PROBLEM STATEMENT
Copy out every line of the material below word for word, leaving out the pictures.

--- BEGIN INFORMATION GIVEN ---

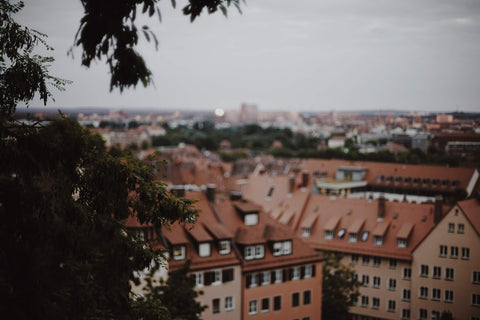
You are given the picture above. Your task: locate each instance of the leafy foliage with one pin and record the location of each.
(65, 252)
(171, 299)
(339, 288)
(22, 73)
(108, 30)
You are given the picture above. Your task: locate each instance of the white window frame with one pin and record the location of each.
(265, 278)
(204, 249)
(329, 234)
(179, 255)
(229, 303)
(252, 307)
(224, 247)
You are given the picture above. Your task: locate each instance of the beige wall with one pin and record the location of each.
(285, 290)
(383, 292)
(221, 291)
(428, 253)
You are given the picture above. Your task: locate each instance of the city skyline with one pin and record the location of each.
(313, 57)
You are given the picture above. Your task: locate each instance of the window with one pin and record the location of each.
(443, 251)
(204, 249)
(282, 248)
(278, 276)
(391, 306)
(224, 247)
(436, 294)
(402, 243)
(277, 303)
(307, 297)
(198, 279)
(249, 252)
(252, 307)
(406, 294)
(354, 258)
(476, 299)
(308, 271)
(251, 219)
(352, 237)
(377, 240)
(229, 303)
(296, 273)
(393, 263)
(392, 284)
(265, 278)
(423, 292)
(253, 280)
(178, 252)
(328, 235)
(451, 227)
(217, 277)
(449, 273)
(448, 295)
(365, 235)
(364, 301)
(216, 305)
(453, 252)
(365, 280)
(306, 232)
(265, 305)
(227, 275)
(424, 270)
(476, 277)
(259, 251)
(422, 314)
(295, 299)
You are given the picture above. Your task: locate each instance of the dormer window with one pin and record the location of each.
(204, 249)
(352, 237)
(306, 232)
(378, 240)
(251, 219)
(179, 252)
(224, 247)
(254, 252)
(281, 248)
(328, 234)
(402, 243)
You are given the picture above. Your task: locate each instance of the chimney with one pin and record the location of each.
(178, 191)
(291, 183)
(211, 192)
(437, 210)
(304, 178)
(381, 208)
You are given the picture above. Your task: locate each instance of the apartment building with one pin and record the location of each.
(281, 275)
(446, 266)
(414, 260)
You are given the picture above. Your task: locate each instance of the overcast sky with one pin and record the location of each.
(312, 55)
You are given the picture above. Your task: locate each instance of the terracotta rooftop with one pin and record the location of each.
(360, 216)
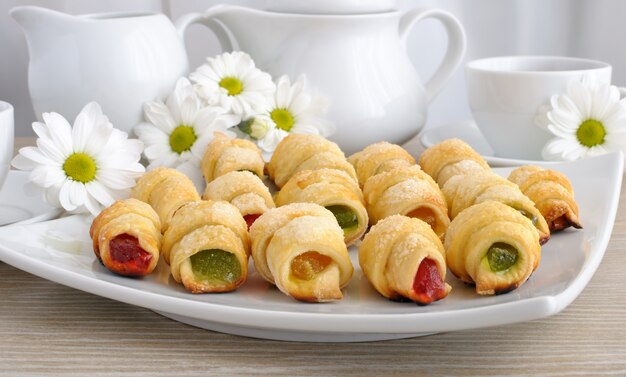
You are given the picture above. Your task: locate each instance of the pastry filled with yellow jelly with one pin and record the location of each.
(300, 248)
(404, 259)
(217, 268)
(407, 191)
(333, 189)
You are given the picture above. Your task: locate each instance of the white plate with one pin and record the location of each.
(17, 206)
(60, 250)
(469, 133)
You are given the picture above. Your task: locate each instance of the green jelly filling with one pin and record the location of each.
(501, 257)
(345, 217)
(215, 265)
(529, 216)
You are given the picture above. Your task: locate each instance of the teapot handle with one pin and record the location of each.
(207, 19)
(456, 45)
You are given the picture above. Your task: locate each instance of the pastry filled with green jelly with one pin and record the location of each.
(346, 217)
(215, 266)
(207, 247)
(493, 246)
(464, 191)
(333, 189)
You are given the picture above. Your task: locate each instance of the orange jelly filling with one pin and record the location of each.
(307, 265)
(425, 214)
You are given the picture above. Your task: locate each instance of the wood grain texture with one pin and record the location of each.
(47, 329)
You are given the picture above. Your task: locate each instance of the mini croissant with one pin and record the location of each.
(300, 249)
(127, 237)
(333, 189)
(224, 155)
(166, 190)
(552, 193)
(449, 158)
(299, 152)
(492, 246)
(406, 191)
(403, 258)
(379, 158)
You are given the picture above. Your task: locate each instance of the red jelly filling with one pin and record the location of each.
(428, 285)
(251, 218)
(128, 257)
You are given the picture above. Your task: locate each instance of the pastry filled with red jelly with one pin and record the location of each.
(127, 238)
(404, 259)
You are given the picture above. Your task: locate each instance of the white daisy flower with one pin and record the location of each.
(232, 81)
(263, 130)
(296, 109)
(81, 168)
(589, 120)
(178, 131)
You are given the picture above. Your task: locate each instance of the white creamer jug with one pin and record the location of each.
(357, 60)
(120, 60)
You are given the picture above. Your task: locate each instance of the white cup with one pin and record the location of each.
(6, 139)
(506, 93)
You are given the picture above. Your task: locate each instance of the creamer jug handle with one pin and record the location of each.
(456, 45)
(207, 19)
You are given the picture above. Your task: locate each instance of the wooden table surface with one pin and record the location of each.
(50, 329)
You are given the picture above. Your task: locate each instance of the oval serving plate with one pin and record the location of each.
(60, 250)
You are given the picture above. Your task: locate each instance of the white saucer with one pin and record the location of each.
(19, 207)
(468, 132)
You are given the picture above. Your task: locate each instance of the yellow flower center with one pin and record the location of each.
(233, 85)
(283, 119)
(591, 133)
(182, 138)
(80, 167)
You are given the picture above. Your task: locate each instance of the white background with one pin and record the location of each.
(584, 28)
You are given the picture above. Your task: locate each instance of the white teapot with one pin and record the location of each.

--- END INFORMATION GIVEN ---

FINISHED TASK
You are given the picture above. Your task: locate each instance of the leafy foliage with one pin and record the location of each.
(65, 252)
(171, 299)
(339, 288)
(22, 73)
(108, 30)
You are given the picture above. Your task: locate each instance of the white window frame with one pin and record the location of each.
(265, 278)
(204, 249)
(329, 234)
(179, 255)
(229, 303)
(252, 307)
(224, 247)
You are given the picture above. Your task: locate each instance of the beige wall with one pin and record the location of each.
(285, 290)
(383, 292)
(221, 291)
(428, 253)
You are given the picture above. Your task: locate each instance of the city skyline with one pin and record the location of each.
(313, 57)
You are given the picture above. Your task: locate each instance of the window with one pin and record the location of each.
(443, 251)
(204, 249)
(282, 248)
(278, 276)
(391, 306)
(224, 247)
(436, 294)
(402, 243)
(277, 303)
(307, 297)
(198, 279)
(249, 252)
(252, 307)
(406, 294)
(354, 258)
(476, 299)
(308, 271)
(251, 219)
(352, 237)
(377, 240)
(229, 303)
(296, 273)
(393, 263)
(392, 284)
(265, 278)
(423, 292)
(253, 280)
(178, 252)
(328, 235)
(451, 227)
(217, 277)
(449, 273)
(448, 295)
(365, 235)
(364, 301)
(216, 305)
(453, 252)
(365, 280)
(306, 232)
(265, 305)
(227, 275)
(424, 270)
(476, 277)
(259, 251)
(422, 314)
(295, 299)
You are given the picture above. Your task: locate each instance of the dormer window with one pin and record the location of each.
(204, 249)
(352, 237)
(306, 232)
(378, 240)
(251, 219)
(179, 252)
(224, 247)
(254, 252)
(281, 248)
(328, 234)
(402, 243)
You are given the picture above. Your task: locate each instance of the chimney with one pin and record the location of each.
(178, 191)
(291, 183)
(211, 192)
(437, 210)
(304, 178)
(381, 208)
You are given the picture above. Your task: locate each instance of the apartment building with one pin and record the location of each.
(281, 275)
(446, 266)
(414, 260)
You are given the picture above. Your task: locate each instance of the overcast sky with one pin and record the location of each.
(312, 55)
You are given the picture above. Your task: locate each instance of the terracotta rooftop with one pin and record the location of each.
(360, 216)
You are given the picture above. Your task: locate each instance of the pastry filled with yellow jelly with one pin and record the location of each.
(300, 248)
(404, 259)
(217, 268)
(407, 191)
(333, 189)
You are given the picture above. Your task: locate each instance of the white plate with one pin and record the location of each.
(17, 206)
(60, 250)
(469, 133)
You are given the picture above. Your task: locate each instance of the green jelly filling with one pin and record the location of each.
(501, 257)
(345, 217)
(215, 265)
(529, 216)
You are given the picture above. Your task: locate each instance of the teapot handle with one pin and record the location of each.
(207, 19)
(456, 45)
You are given the picture above. Your task: locate each instance of the pastry filled with green jelly with one pin and record the location of each.
(346, 217)
(215, 266)
(207, 247)
(493, 246)
(464, 191)
(333, 189)
You are given the picture above. Your task: locate each instance of the orange jelly filling with one pin and record the location of each.
(307, 265)
(425, 214)
You are given the picture above. Your task: locate each instance of the wood grain texture with one pin and record the location of each.
(47, 329)
You are given the picture above. Your task: locate each instance of the mini croissant with one pin and record the location of each.
(300, 249)
(127, 237)
(333, 189)
(224, 155)
(166, 190)
(552, 193)
(449, 158)
(299, 152)
(492, 246)
(406, 191)
(403, 258)
(379, 158)
You are given the picture above. Your task: locate each instance of the red jelly filling with one pin and record the location of each.
(428, 285)
(251, 218)
(128, 257)
You are given the picture above. Your task: locate each instance of the pastry filled with red jelly with one pin and record the location of each.
(127, 238)
(404, 259)
You are given the picture above. Your task: locate each instance of the white daisy flower with one pin and record the location of each.
(232, 81)
(263, 130)
(296, 109)
(81, 168)
(589, 120)
(178, 131)
You are given the picture above. Your task: locate each instance of the white creamer jug with one pin and record the location of each.
(357, 60)
(120, 60)
You are given the picture above. Your task: locate each instance of the white cup with one pin and record the location of each.
(6, 139)
(506, 93)
You are given the picture above. Your task: locate each instance of the creamer jug handle with one pin and record the location of each.
(456, 45)
(207, 19)
You are given the picture above. Your task: locate each instance of the wooden table surface with one pin and record the location of each.
(50, 329)
You are given the picture above. Your task: locate each instance of the oval serving plate with one pin and record the location of each.
(60, 250)
You are given the picture above. Your task: locate each instance of the white saucer with one pin and record the location of each.
(19, 207)
(468, 132)
You are given the picture above. Your task: locate each instance of the yellow flower center with one pin and record the location of each.
(233, 85)
(283, 119)
(591, 133)
(182, 138)
(80, 167)
You are given the picture above. Your task: locate each instance of the white background with one pin and record the location of each.
(584, 28)
You are given the picture above. Your task: locate each instance of the white teapot with one pin and record the location of each.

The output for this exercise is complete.